Pendant et après la guerre d’Indépendance américaine, Matthew Elliott, fonctionnaire britannique d’origine irlandaise, réduisit en esclavage de 50 à 60 personnes, dont quelques Autochtones et surtout des Noirs. À l’exception de huit individus, les noms de ces hommes, femmes et enfants ne figurent dans aucun document.
Parmi ces personnes anonymes se trouvait une femme noire qu’Elliott vendit vers 1802 à Alexander Duff, marchand de fourrures et cofondateur de Sandwich (Windsor), dans le Haut-Canada, et à sa femme, Phillis. Une lettre envoyée par un éminent fonctionnaire du Haut-Canada à l’un de ses homologues constitue le seul document qui atteste de l’existence de cette femme. Le 17 mai 1803, Alexander Grant informa John Askin que : « M. Duff et Phillis ont été depuis une semaine très déconcertés et troublés par une femme noire maudite, qu’ils ont achetée il y a quelque temps au capitaine Elliott. Elle et un homme noir sont tous deux en prison ici pour vol. »
On ne précisa pas le nom de l’esclave noire, mais on employa plutôt le mot « créature » (wench en anglais) qui, à la fin du xviiie siècle, en vint à désigner couramment les femmes noires réduites en esclavage de façon dévalorisante et offensante, peu importe leur âge. Le fait qu’on qualifia cette esclave inconnue de « maudite » suggère qu’elle avait un comportement perturbateur et qu’elle s’était livrée à de petits actes de résistance (à l’instar de Peggy*, esclave noire appartenant à Peter Russell). Cette façon de la décrire – comme un simple objet sans nom – illustre la nature systématiquement déshumanisante de l’esclavage. On ne sait rien de plus à son sujet. Néanmoins, le contexte de la servitude forcée qui caractérisa la vie de cette femme peut nous éclairer sur sa situation et sur celle d’autres personnes qui subirent l’esclavage dans le Haut-Canada.

— Lignes —

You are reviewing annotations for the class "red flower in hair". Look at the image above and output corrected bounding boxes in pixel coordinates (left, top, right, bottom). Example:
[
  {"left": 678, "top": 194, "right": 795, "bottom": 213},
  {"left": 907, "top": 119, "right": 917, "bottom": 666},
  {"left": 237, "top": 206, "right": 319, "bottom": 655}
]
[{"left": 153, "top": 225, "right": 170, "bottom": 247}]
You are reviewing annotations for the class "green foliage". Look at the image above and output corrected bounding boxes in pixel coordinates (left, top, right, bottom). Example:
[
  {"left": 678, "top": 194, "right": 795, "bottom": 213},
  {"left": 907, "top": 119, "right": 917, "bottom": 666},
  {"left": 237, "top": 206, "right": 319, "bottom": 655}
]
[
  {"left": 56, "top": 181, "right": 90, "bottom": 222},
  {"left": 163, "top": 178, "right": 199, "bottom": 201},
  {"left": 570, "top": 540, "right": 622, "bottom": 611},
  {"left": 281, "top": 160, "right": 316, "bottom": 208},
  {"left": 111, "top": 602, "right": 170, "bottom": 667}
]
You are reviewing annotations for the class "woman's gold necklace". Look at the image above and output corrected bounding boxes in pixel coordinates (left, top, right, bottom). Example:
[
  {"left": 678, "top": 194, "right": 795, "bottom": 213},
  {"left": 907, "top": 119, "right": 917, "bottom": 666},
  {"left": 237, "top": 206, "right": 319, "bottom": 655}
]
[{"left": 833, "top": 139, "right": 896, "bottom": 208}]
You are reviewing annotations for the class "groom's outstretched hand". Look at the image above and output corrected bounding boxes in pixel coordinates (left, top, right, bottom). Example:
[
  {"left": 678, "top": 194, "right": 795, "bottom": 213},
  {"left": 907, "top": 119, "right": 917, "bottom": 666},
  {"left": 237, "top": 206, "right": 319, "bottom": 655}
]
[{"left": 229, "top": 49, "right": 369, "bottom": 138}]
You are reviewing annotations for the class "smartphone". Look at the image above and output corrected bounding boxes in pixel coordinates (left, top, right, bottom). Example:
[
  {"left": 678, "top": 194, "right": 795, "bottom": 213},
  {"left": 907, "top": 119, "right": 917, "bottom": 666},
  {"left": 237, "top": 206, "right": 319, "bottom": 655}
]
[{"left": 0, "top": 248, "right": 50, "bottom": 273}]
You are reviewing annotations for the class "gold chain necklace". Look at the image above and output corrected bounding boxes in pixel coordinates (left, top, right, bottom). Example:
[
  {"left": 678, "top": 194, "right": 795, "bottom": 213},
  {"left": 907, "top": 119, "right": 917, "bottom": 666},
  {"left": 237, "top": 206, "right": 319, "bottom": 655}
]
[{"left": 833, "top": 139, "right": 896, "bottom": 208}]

— À faire —
1. Recopiez le passage de l'extrait sur l'esclavage dans le Haut-Canada compris entre « Pendant et après » et « dans aucun document. », ces deux bornes incluses.
2. Poursuivez l'extrait sur l'esclavage dans le Haut-Canada à partir de sa dernière phrase.
Les enregistrements proviennent d'une autre source.

— Les réponses —
1.
Pendant et après la guerre d’Indépendance américaine, Matthew Elliott, fonctionnaire britannique d’origine irlandaise, réduisit en esclavage de 50 à 60 personnes, dont quelques Autochtones et surtout des Noirs. À l’exception de huit individus, les noms de ces hommes, femmes et enfants ne figurent dans aucun document.

2.
Entre 1760 et 1834, sous autorité britannique, plus de 600 Noirs réduits en esclavage vécurent dans la région située dans l’ouest de la province de Québec, connue à partir de 1791 comme le Haut-Canada ; 330 d’entre eux furent détenus dans le district de Western de la colonie, où Elliott obtint sa concession de terre. (Parmi eux se trouvait Jack York*, l’un des 14 Noirs appartenant à James Girty dans le canton de Gosfield.) Le nom et le sexe d’environ le tiers des Noirs asservis dans le Haut-Canada ne figurent dans aucun document ; on ne consigna sans doute jamais ces informations pour beaucoup d’entre eux. Ils étaient maintenus en esclavage de façon héréditaire, selon des concentrations inégales à travers le Haut-Canada, de la rivière Detroit à la frontière avec le Bas-Canada. Les propriétaires d’esclaves étaient principalement, mais non exclusivement, des membres de l’élite et des classes dirigeantes, tels que James Baby*, John Butler*, Thomas Fraser*, Robert Isaac Dey Gray, William Jarvis, Solomon Jones*, Koñwatsiˀtsiaiéñni* (Mary Brant), John Walden Meyers*, John Stuart et Thayendanegea (Joseph Brant). L’abolition progressive de l’esclavage commença en 1793 avec la promulgation de la loi intitulée An act to prevent the further introduction of slaves, and to limit the term of contracts for servitude within this province, plus couramment appelée Act to Limit Slavery in Upper Canada, et connue en français sous le nom de loi visant à restreindre l’esclavage dans le Haut-Canada [V. Chloe Cooley*]. La pratique se poursuivit toutefois jusqu’en 1834, lorsque le Parlement britannique l’abolit.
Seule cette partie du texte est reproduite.